• Records shown
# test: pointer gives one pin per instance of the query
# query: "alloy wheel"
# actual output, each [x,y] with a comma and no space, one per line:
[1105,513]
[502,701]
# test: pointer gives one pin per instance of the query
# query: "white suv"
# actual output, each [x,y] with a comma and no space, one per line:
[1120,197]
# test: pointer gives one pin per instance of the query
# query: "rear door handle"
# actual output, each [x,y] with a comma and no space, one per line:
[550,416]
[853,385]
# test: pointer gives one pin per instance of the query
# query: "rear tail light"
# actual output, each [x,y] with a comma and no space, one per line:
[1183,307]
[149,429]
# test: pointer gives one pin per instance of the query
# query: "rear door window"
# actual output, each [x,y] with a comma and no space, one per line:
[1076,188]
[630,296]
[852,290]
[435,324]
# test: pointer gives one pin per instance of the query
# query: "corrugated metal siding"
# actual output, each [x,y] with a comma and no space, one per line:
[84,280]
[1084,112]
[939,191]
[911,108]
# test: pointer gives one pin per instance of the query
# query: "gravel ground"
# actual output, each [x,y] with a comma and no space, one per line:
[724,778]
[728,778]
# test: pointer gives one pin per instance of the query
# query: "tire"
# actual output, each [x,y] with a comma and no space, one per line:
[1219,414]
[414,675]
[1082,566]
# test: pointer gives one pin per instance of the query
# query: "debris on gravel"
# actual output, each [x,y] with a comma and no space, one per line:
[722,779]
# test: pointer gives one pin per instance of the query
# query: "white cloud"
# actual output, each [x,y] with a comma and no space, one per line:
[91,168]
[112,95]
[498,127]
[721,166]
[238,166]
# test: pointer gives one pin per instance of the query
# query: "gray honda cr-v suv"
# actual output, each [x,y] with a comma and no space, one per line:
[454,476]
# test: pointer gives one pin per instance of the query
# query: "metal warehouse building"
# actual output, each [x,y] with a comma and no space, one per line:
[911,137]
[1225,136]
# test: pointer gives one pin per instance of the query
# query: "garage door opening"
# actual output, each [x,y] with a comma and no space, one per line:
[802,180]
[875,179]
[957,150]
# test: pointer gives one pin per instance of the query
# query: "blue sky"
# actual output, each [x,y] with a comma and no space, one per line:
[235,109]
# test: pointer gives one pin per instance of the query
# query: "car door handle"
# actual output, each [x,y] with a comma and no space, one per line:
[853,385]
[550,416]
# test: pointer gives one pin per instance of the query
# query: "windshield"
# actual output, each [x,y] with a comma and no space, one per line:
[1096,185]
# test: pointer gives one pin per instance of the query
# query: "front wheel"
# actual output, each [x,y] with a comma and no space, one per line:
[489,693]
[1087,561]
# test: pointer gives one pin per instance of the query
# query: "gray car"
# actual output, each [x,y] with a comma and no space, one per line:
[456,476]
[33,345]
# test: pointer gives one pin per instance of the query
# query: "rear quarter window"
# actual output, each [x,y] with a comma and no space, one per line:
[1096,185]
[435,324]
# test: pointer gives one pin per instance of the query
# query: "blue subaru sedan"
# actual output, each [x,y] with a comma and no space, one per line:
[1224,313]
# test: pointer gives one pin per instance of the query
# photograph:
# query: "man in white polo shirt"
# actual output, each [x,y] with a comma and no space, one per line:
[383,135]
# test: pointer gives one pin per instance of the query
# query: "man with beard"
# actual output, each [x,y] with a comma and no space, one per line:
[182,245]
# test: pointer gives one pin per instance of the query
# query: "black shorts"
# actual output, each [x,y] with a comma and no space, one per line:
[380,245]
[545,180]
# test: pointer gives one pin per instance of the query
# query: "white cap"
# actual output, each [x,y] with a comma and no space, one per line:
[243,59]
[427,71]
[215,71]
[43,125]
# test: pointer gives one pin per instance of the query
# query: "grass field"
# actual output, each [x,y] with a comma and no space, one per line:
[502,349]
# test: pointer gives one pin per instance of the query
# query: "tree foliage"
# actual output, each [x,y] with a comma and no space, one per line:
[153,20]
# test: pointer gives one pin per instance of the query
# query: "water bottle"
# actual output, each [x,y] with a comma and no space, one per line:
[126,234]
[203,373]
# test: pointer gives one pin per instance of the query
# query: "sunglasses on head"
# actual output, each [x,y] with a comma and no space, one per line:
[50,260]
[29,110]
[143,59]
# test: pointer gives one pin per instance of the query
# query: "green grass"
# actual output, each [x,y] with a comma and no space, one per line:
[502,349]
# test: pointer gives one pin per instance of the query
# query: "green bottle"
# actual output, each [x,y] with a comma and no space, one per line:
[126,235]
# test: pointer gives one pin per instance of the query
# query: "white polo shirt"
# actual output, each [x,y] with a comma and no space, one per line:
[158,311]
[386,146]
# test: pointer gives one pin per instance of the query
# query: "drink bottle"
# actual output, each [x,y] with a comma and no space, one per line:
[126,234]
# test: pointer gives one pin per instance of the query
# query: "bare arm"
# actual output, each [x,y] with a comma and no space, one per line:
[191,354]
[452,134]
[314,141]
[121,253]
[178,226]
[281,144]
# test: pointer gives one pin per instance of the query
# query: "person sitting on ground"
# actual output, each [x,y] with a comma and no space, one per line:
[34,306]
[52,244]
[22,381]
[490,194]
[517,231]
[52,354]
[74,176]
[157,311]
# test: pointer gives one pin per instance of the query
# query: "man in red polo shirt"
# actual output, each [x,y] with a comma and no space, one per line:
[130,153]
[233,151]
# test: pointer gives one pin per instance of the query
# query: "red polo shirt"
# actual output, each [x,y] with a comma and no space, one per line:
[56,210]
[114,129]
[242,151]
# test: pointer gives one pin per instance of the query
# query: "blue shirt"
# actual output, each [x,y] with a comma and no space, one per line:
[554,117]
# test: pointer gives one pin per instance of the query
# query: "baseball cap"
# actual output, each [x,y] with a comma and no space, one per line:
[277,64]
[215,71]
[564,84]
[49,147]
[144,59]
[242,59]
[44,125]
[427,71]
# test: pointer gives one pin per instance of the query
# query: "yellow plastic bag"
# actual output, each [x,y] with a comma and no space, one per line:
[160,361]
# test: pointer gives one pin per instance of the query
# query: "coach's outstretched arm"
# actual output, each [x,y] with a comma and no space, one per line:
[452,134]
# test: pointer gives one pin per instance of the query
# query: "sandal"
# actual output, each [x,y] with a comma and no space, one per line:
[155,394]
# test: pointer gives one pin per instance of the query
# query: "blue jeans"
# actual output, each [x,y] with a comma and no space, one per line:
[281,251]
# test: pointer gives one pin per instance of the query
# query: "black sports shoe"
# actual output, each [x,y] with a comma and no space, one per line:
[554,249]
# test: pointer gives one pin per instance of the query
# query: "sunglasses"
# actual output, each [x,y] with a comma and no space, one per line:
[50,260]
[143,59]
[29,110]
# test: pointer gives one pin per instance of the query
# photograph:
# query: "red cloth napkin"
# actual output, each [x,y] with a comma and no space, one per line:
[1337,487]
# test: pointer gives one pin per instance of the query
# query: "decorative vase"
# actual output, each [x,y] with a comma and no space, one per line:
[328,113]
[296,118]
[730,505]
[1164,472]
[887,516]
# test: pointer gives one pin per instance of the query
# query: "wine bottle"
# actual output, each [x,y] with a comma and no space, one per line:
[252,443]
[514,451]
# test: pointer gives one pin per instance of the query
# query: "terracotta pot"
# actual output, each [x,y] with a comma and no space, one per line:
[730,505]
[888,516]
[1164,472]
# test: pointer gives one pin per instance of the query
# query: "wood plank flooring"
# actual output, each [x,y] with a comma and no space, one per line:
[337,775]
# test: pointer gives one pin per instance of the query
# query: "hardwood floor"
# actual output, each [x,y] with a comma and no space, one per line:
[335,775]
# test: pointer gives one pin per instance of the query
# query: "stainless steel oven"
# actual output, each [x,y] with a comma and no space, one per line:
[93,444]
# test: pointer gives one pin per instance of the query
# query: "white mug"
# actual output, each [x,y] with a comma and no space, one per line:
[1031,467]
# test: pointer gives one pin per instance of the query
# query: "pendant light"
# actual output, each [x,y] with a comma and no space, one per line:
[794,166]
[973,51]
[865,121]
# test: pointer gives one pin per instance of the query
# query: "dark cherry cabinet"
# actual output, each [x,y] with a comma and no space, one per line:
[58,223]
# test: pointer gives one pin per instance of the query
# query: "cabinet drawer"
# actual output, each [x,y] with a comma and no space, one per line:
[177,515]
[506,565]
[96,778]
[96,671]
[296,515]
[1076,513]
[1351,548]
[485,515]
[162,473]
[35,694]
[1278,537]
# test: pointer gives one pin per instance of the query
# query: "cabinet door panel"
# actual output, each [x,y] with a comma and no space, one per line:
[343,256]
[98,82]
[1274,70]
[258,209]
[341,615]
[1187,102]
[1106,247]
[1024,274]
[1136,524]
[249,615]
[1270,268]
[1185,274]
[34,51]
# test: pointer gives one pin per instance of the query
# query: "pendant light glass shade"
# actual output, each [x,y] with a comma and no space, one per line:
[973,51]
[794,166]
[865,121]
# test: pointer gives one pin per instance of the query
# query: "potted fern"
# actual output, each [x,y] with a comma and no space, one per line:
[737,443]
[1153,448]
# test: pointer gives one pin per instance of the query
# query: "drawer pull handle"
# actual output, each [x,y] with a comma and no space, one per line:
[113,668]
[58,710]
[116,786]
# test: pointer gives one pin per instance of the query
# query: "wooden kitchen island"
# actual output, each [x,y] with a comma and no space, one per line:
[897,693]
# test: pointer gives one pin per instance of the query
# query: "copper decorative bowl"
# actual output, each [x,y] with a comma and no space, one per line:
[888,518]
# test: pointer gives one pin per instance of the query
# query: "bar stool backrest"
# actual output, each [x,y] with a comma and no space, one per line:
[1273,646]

• Directions for this task
Pull out every line from the items above that contains the string "window", and copy each such line in full.

• Response below
# query: "rear door window"
# query: "rear quarter window"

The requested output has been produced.